■ **SELECTED PASSAGE**
While in session, counselor Bernadine Craft is “present” — she listens to, processes and reflects on the topic being discussed. And in this particular session, she shares her personal views on the subject at hand. She argues her points passionately, though respectfully, and fights for what she believes in.
No, this isn’t one of Craft’s counseling sessions. It’s a general session of the Wyoming State Legislature.
“If someone would have told me this time last year that I would be in politics,” Craft says, “I would have said no way.” Many of the people who know her felt otherwise because of her longstanding involvement in governance in several counseling associations, her leadership within her community and her obvious desire to make a difference.
As an American Counseling Association member for more than 30 years, Craft has served in various branch, region and division leadership roles, including a term as president of the Counseling Association for Humanistic Education and Development. She credits these experiences, coupled with a desire to redefine her life after the loss of her husband, with encouraging her to pursue a political career. In the 2006 general election, Craft won District 17’s seat in the Wyoming State House of Representatives running as a Democrat.
Lobbying for licensure
Craft’s first taste of government relations work came when she got involved with efforts to provide counseling licensure in Wyoming and Colorado. In the mid to late eighties, she lobbied for licensure as both the president of the Colorado Mental Health Counselors Association and as a member of the American Mental Health Counselors Association in Wyoming.

■ **DATA EXCERPTS**
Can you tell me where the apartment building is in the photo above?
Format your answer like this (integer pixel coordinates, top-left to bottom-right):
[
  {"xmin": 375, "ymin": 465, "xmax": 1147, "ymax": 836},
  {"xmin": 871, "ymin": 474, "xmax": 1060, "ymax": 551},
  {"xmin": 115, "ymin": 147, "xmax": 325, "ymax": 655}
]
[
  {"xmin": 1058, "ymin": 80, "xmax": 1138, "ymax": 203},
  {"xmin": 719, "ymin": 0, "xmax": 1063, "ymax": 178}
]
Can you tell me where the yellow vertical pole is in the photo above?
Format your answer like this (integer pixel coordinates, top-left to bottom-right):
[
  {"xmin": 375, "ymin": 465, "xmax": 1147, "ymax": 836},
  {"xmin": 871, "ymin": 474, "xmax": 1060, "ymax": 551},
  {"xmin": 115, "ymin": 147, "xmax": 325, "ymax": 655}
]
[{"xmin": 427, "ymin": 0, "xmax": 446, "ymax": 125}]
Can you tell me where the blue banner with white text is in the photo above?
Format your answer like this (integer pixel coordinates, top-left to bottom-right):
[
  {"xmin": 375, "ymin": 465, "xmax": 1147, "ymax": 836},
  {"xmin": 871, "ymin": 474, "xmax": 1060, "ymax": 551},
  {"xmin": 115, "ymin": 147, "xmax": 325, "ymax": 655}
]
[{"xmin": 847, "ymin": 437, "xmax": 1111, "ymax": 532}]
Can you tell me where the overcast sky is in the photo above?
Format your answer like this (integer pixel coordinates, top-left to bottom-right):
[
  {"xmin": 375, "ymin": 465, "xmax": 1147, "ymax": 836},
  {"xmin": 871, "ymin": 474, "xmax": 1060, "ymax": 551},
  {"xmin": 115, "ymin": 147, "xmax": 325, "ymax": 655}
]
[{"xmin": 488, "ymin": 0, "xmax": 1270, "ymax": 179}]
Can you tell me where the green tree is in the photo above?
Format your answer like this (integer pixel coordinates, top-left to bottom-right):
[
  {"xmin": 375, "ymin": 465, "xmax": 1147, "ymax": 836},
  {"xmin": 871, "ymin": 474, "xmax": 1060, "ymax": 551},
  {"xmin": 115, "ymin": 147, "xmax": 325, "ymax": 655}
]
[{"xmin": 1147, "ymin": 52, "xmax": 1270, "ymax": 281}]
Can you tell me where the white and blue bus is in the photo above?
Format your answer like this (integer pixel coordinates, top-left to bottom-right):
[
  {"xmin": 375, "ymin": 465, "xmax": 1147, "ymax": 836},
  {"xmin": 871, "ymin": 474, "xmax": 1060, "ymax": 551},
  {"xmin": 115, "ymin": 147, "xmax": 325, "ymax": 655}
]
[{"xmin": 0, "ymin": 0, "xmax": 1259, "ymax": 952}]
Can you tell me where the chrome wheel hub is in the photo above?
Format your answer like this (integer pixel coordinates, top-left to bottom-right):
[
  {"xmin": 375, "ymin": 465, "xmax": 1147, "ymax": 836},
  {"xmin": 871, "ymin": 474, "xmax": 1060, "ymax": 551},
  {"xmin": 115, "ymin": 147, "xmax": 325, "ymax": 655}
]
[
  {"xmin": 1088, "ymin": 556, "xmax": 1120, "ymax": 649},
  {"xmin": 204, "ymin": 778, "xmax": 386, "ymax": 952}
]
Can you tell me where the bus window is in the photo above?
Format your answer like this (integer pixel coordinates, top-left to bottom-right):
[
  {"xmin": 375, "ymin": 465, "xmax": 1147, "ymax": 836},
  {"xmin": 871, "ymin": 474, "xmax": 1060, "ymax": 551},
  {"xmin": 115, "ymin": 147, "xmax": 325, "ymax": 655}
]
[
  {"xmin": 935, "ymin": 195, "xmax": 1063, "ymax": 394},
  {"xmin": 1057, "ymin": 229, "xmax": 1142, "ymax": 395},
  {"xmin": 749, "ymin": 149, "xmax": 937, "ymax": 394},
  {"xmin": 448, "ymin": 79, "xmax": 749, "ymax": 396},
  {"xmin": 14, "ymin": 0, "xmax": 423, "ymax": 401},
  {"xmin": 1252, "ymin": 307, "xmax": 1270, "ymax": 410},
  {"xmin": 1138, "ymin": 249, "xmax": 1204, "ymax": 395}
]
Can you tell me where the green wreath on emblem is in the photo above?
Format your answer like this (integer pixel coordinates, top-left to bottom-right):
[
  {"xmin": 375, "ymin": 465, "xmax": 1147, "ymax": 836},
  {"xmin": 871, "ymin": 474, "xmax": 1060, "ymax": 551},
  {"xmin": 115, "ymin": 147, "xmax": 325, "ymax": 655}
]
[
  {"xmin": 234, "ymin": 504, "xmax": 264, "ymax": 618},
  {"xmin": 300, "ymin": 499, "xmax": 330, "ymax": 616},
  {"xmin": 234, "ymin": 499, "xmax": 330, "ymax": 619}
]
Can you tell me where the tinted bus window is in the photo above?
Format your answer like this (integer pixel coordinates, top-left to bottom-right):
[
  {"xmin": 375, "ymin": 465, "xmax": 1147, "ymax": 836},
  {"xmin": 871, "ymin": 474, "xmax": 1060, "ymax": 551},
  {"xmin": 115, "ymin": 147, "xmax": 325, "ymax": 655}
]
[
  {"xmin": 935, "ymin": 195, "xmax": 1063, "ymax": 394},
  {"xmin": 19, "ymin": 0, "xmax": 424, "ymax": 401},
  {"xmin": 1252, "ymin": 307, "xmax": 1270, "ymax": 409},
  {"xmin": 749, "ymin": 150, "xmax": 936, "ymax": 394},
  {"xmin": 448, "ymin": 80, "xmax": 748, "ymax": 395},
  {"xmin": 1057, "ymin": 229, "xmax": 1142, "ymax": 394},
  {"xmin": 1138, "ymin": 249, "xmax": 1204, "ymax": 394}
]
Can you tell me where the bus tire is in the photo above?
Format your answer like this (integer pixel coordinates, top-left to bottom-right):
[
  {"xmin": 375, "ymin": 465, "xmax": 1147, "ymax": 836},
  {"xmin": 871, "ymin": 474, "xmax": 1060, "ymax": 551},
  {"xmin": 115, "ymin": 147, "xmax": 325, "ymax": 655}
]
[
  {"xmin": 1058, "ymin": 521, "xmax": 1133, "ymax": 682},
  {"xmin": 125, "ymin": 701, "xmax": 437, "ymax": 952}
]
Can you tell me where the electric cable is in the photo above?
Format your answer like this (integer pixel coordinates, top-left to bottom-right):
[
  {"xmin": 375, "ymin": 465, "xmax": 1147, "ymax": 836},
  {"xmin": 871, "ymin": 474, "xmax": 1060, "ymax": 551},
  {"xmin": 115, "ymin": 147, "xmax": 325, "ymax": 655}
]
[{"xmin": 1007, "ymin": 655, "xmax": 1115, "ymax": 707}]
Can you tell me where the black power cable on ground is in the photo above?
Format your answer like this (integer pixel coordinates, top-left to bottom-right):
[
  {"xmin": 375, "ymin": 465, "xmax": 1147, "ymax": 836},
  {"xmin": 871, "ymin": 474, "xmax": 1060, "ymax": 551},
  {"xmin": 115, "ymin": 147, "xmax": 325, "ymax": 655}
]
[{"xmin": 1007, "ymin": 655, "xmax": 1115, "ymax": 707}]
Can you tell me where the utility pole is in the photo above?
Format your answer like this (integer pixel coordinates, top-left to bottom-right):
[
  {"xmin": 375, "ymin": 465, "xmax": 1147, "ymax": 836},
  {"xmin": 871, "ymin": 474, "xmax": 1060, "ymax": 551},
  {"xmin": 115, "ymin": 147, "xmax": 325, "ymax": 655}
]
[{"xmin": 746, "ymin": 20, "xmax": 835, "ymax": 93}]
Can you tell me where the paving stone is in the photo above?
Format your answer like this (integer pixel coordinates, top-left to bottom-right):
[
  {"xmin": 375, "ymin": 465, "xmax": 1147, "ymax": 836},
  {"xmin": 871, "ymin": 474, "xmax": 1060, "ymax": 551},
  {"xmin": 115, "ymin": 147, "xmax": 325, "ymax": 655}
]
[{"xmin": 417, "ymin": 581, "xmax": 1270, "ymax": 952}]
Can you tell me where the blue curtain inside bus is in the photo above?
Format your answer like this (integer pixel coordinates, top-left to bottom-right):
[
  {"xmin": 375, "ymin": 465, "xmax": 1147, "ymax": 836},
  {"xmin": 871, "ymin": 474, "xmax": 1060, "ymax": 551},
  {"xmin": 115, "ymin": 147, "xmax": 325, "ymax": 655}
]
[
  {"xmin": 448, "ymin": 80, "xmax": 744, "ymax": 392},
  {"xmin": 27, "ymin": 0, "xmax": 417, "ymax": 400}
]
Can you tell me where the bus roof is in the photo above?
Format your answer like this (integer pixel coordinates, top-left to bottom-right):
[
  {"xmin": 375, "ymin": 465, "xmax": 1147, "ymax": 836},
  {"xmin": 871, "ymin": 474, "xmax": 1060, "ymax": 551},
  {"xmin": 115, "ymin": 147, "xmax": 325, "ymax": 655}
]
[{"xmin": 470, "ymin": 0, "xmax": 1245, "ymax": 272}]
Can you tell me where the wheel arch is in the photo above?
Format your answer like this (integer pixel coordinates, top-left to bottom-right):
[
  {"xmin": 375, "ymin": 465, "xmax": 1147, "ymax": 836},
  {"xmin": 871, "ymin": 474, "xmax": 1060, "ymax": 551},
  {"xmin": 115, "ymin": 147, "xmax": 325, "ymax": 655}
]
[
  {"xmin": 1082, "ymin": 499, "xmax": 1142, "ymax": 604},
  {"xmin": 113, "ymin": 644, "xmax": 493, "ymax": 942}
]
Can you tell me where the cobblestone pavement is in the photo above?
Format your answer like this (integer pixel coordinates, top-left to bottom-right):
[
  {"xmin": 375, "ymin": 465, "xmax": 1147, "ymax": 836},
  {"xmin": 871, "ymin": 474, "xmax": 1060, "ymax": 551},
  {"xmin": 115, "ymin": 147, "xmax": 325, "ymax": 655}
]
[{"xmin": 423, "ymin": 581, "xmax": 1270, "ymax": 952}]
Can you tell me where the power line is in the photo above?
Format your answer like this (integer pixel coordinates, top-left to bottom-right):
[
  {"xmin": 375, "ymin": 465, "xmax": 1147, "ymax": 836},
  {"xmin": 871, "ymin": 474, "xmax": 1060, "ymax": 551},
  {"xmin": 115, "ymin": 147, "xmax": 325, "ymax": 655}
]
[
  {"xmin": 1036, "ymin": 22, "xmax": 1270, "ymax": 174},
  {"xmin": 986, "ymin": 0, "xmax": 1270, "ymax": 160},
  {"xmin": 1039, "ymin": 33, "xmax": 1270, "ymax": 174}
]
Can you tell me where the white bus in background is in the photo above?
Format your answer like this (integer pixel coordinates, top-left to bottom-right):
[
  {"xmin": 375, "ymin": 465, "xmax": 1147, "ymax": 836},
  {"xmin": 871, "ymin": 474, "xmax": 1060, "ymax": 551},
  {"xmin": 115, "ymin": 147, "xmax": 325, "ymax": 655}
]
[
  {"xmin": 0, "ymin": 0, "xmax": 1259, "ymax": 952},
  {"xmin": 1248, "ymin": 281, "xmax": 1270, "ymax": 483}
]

■ **CHALLENGE A**
Answer these questions from the Bernadine Craft profile above:
(i) Which seat did Craft win in the 2006 general election, and for which party?
(ii) Which counseling association did Craft serve as president?
(iii) In which two states did Craft work to get counseling licensure?
■ **CHALLENGE B**
Go on with the Bernadine Craft profile above, starting after its last sentence.

■ **TASK OUTPUT A**
(i) District 17's seat in the Wyoming State House of Representatives, running as a Democrat.
(ii) The Counseling Association for Humanistic Education and Development.
(iii) Wyoming and Colorado.

■ **TASK OUTPUT B**
“That was my first legislative experience,” she recalls. “I’ve always been interested in government and in national and state affairs, but I never considered running for office. I enjoyed lobbying, but I really never thought about it for myself. I was always on the other side.” But in March 2006, an open seat emerged in her district, and people began encouraging her to consider running.
“It was such a shock because I really never considered myself working on the other end,” she says. “It took me a long time to think about.” One consideration was that Wyoming has what is known as a part-time “citizen legislature,” not the full-time “professional legislature” found in most other states. Wyoming legislators don’t enjoy the same accommodations as legislators in larger states. For example, they don’t have individual staff and, except for a few House and Senate officers, are not provided offices in the Capitol and do not maintain full-time offices in their districts. This meant that, if elected, Craft would have to balance her legislative responsibilities with her other work. She is the executive director of the Sweetwater Board of Cooperative Educational Services, which includes Sweetwater County School Districts No. 1 and No. 2 and Western Wyoming Community College. In addition, she continues to maintain a private practice in Rock Springs and teaches psychology and yoga classes at Western Wyoming Community College.
“I had to think about my jobs and how I felt about the idea,” Craft says. “The more I thought about it, the more I thought maybe I could really impact public policy in a proactive way and further my big issues, which are education-related and mental-health-related.” She ultimately decided to take on the challenge, in large part because she believed her professional life as a counselor could provide a different perspective on political issues.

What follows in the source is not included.